Count the lines in the records that contain the word "flag" and give only that number.

--- DATASET ENTRIES ---

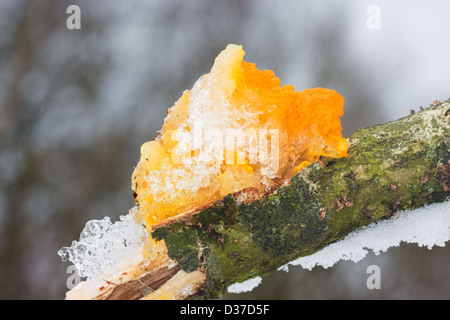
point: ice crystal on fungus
(236, 128)
(193, 162)
(105, 246)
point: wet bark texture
(395, 166)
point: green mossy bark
(399, 165)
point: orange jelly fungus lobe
(236, 128)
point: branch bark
(399, 165)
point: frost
(428, 226)
(245, 286)
(104, 247)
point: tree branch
(395, 166)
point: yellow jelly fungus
(236, 128)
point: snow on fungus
(236, 128)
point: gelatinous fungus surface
(237, 128)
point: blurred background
(76, 105)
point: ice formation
(427, 227)
(105, 247)
(245, 286)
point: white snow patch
(105, 247)
(245, 286)
(427, 226)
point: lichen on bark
(399, 165)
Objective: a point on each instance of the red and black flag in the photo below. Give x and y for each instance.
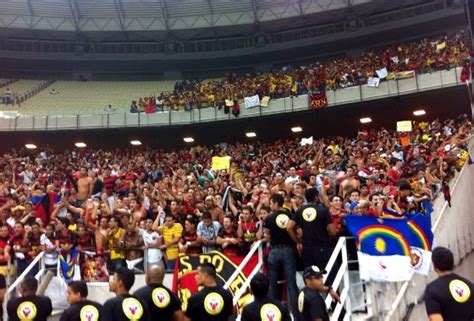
(45, 207)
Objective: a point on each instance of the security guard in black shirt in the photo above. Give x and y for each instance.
(310, 302)
(80, 308)
(212, 302)
(29, 306)
(124, 307)
(162, 303)
(263, 308)
(449, 297)
(282, 254)
(315, 221)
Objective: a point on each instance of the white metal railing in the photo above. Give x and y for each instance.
(38, 259)
(257, 246)
(405, 285)
(342, 278)
(354, 94)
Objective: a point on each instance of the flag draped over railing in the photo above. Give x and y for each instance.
(69, 268)
(390, 249)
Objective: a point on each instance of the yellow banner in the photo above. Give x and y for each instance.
(219, 163)
(404, 126)
(264, 102)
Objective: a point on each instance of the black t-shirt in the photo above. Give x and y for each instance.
(40, 306)
(3, 286)
(311, 305)
(162, 303)
(124, 308)
(210, 304)
(313, 220)
(83, 311)
(265, 309)
(451, 296)
(277, 223)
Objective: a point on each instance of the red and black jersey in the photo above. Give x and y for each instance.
(86, 241)
(249, 231)
(109, 184)
(191, 237)
(231, 249)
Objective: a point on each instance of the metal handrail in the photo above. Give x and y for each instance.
(404, 287)
(244, 262)
(25, 272)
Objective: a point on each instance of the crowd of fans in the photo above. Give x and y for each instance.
(426, 55)
(117, 205)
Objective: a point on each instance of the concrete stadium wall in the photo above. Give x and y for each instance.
(455, 231)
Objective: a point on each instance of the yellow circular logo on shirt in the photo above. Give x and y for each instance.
(301, 301)
(132, 309)
(161, 297)
(459, 290)
(270, 312)
(282, 221)
(213, 303)
(26, 311)
(309, 214)
(89, 313)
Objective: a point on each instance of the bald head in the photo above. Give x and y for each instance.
(155, 274)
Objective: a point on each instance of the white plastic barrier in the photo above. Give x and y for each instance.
(423, 82)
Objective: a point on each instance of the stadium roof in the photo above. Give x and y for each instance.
(161, 15)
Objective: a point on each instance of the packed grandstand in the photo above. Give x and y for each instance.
(100, 217)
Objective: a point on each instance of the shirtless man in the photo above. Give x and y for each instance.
(85, 185)
(133, 244)
(350, 182)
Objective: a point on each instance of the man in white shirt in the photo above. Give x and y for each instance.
(152, 241)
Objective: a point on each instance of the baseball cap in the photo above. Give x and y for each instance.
(313, 272)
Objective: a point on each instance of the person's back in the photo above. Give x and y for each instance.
(212, 302)
(29, 306)
(80, 308)
(161, 301)
(263, 308)
(449, 297)
(124, 306)
(452, 296)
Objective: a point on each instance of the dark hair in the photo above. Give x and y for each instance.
(63, 221)
(209, 269)
(259, 285)
(169, 215)
(79, 287)
(442, 258)
(403, 185)
(248, 208)
(277, 198)
(311, 194)
(206, 216)
(30, 284)
(126, 276)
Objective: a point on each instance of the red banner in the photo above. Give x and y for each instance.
(318, 100)
(184, 282)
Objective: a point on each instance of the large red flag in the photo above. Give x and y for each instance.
(45, 207)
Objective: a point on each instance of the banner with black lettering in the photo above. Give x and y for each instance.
(318, 100)
(184, 282)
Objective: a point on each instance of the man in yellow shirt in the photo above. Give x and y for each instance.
(171, 232)
(115, 237)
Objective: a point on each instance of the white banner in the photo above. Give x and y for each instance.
(373, 82)
(420, 260)
(253, 101)
(306, 141)
(388, 268)
(382, 73)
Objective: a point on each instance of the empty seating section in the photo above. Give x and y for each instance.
(91, 97)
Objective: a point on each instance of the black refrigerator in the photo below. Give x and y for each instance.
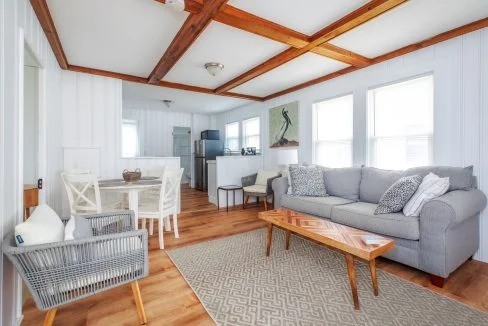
(205, 150)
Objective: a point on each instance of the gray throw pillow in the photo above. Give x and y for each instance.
(307, 181)
(397, 196)
(77, 227)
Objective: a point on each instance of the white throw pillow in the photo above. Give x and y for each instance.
(431, 187)
(263, 176)
(43, 226)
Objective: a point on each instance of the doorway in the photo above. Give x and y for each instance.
(182, 149)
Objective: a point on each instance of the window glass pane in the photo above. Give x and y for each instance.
(402, 124)
(333, 124)
(129, 138)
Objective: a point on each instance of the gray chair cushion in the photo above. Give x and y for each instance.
(319, 206)
(343, 182)
(459, 178)
(374, 183)
(361, 215)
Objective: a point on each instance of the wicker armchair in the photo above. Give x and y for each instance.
(252, 190)
(63, 272)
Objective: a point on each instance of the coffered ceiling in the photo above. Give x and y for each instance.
(268, 47)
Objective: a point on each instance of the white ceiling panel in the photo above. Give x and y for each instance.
(237, 50)
(307, 17)
(297, 71)
(149, 96)
(125, 36)
(410, 23)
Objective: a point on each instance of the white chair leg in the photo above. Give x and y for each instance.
(167, 224)
(175, 225)
(161, 233)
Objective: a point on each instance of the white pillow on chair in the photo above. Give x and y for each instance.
(43, 226)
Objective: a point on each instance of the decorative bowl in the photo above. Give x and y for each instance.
(131, 176)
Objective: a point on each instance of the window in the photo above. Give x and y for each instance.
(232, 136)
(401, 123)
(251, 133)
(333, 132)
(130, 138)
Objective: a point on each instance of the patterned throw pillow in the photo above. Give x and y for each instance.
(307, 181)
(397, 196)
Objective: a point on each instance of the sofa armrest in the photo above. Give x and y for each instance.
(454, 207)
(249, 180)
(280, 187)
(449, 230)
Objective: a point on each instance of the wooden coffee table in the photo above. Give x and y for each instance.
(344, 239)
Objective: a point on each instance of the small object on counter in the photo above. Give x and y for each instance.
(131, 176)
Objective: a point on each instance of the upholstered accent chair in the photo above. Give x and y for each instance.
(259, 185)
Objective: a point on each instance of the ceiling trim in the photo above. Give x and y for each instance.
(248, 22)
(194, 25)
(47, 24)
(359, 16)
(468, 28)
(142, 80)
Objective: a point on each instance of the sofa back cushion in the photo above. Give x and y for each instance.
(374, 183)
(343, 182)
(459, 178)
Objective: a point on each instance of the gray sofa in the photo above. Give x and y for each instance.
(444, 236)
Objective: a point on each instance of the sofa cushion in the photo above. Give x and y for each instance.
(343, 182)
(374, 183)
(319, 206)
(361, 215)
(397, 196)
(307, 181)
(459, 178)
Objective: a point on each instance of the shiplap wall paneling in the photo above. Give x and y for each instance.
(14, 16)
(460, 74)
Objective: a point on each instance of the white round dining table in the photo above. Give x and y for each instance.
(132, 189)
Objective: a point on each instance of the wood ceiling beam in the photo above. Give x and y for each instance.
(363, 14)
(142, 80)
(468, 28)
(193, 26)
(248, 22)
(44, 16)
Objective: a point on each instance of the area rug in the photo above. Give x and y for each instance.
(306, 285)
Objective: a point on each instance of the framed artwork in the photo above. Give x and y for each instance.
(283, 126)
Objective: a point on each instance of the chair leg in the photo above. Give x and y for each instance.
(48, 320)
(175, 225)
(161, 233)
(167, 224)
(138, 299)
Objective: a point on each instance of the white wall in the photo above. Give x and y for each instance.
(14, 16)
(460, 71)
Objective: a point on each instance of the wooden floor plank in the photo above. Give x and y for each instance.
(169, 300)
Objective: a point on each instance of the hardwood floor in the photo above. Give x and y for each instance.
(168, 300)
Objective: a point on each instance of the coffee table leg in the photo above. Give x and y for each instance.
(268, 239)
(352, 280)
(287, 240)
(372, 269)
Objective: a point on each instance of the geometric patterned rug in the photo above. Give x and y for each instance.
(306, 285)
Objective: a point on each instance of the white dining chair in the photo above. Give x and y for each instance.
(84, 193)
(166, 207)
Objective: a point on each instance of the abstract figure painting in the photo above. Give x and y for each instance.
(283, 126)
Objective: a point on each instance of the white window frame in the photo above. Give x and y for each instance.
(132, 122)
(245, 136)
(371, 119)
(238, 136)
(315, 128)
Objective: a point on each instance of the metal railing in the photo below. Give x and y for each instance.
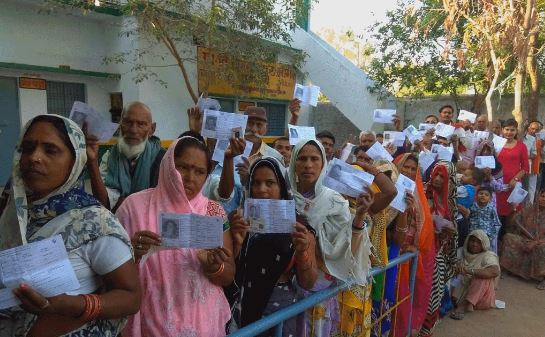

---

**OUTPUT**
3